**Requirements:**
Return every line in the records below that contains the word "white". Matching is case-sensitive.

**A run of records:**
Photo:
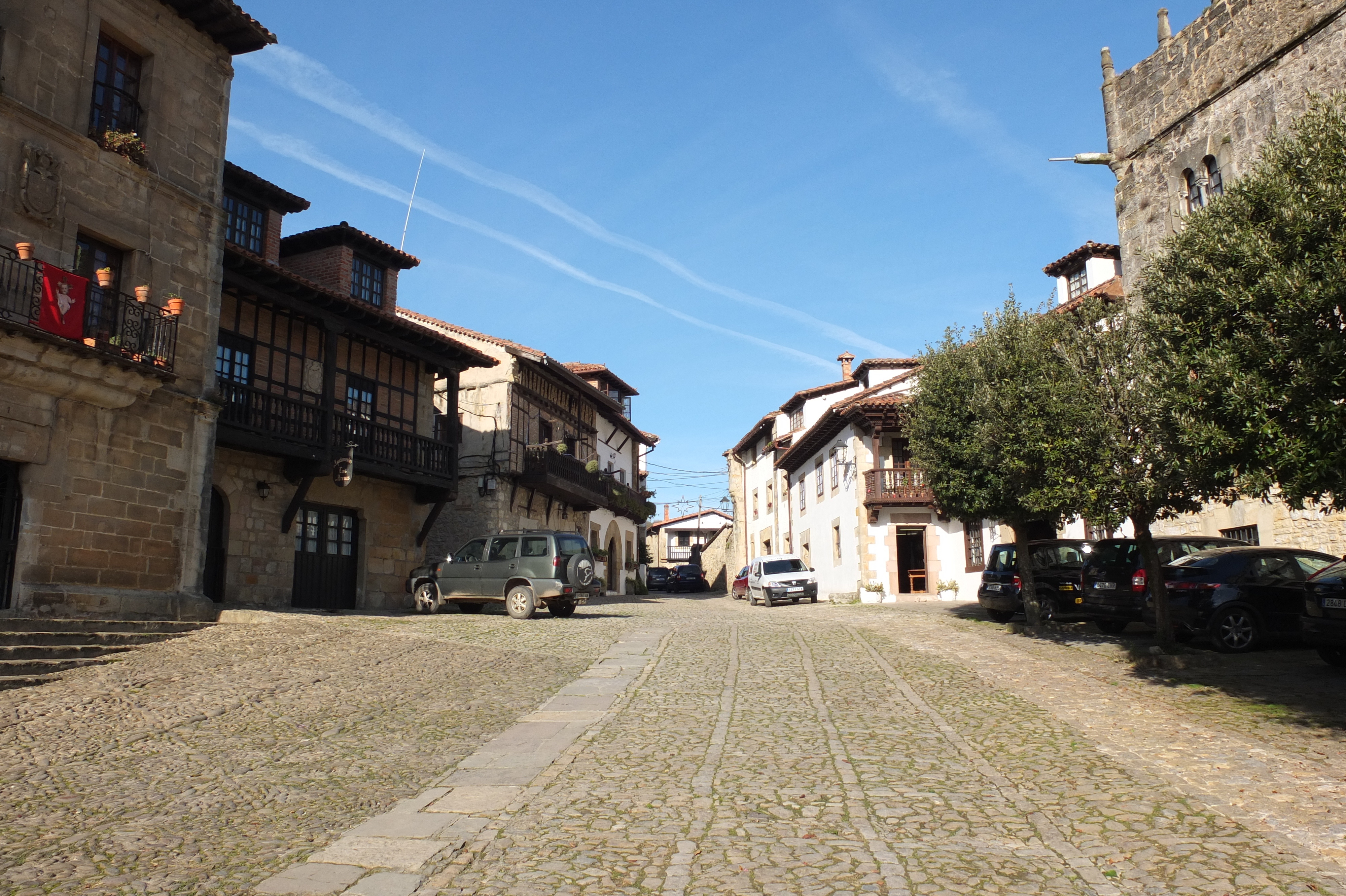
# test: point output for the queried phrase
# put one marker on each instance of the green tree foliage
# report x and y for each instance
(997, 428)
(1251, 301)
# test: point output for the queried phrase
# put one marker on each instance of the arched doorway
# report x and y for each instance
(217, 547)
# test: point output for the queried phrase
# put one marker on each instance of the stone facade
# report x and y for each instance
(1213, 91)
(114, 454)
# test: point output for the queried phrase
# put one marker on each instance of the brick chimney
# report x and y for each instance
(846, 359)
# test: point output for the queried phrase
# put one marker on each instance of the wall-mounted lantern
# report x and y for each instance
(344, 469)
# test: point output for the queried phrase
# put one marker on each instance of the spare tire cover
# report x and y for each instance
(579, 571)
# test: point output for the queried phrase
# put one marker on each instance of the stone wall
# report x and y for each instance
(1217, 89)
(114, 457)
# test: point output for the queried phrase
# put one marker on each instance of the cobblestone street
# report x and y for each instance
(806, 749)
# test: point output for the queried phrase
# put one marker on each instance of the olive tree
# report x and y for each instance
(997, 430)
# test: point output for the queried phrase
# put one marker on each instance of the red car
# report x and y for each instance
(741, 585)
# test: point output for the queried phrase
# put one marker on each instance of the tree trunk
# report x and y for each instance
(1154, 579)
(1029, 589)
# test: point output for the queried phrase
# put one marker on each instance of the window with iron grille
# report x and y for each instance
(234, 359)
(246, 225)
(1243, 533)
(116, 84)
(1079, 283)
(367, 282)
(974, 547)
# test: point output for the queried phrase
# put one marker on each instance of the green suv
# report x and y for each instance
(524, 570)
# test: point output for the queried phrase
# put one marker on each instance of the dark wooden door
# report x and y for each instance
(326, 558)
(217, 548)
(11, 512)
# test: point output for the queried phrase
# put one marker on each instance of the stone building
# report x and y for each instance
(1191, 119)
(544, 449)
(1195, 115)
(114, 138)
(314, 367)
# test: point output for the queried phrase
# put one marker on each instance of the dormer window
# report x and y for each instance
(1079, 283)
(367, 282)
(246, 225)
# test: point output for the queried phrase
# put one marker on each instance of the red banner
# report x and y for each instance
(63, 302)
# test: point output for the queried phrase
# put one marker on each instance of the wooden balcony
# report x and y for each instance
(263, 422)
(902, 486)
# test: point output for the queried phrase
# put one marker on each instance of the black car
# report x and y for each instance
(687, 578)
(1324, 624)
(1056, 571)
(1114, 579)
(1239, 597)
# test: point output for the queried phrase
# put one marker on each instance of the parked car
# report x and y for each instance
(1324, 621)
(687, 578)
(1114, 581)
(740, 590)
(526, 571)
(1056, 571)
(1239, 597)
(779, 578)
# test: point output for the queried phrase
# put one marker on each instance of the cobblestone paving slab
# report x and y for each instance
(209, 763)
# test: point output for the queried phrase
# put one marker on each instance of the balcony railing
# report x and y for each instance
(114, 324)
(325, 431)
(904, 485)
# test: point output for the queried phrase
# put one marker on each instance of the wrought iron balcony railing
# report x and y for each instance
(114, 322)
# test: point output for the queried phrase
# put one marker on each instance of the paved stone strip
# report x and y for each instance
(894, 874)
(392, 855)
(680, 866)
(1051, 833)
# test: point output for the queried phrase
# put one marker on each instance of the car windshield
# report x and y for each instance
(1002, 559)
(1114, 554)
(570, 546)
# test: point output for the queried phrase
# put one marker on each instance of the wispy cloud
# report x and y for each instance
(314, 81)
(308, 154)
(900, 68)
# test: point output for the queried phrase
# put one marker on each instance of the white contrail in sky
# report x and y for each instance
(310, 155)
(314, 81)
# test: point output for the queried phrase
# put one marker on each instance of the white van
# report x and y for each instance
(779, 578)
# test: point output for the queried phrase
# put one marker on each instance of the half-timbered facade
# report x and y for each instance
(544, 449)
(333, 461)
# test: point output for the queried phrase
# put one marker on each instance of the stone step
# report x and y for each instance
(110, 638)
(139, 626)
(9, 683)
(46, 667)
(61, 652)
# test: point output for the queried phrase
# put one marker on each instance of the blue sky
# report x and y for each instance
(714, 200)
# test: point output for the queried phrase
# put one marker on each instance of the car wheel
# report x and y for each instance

**Solved exercise:**
# put one marker on each instance of the white contrail in sky
# put one marker on each instance of the white van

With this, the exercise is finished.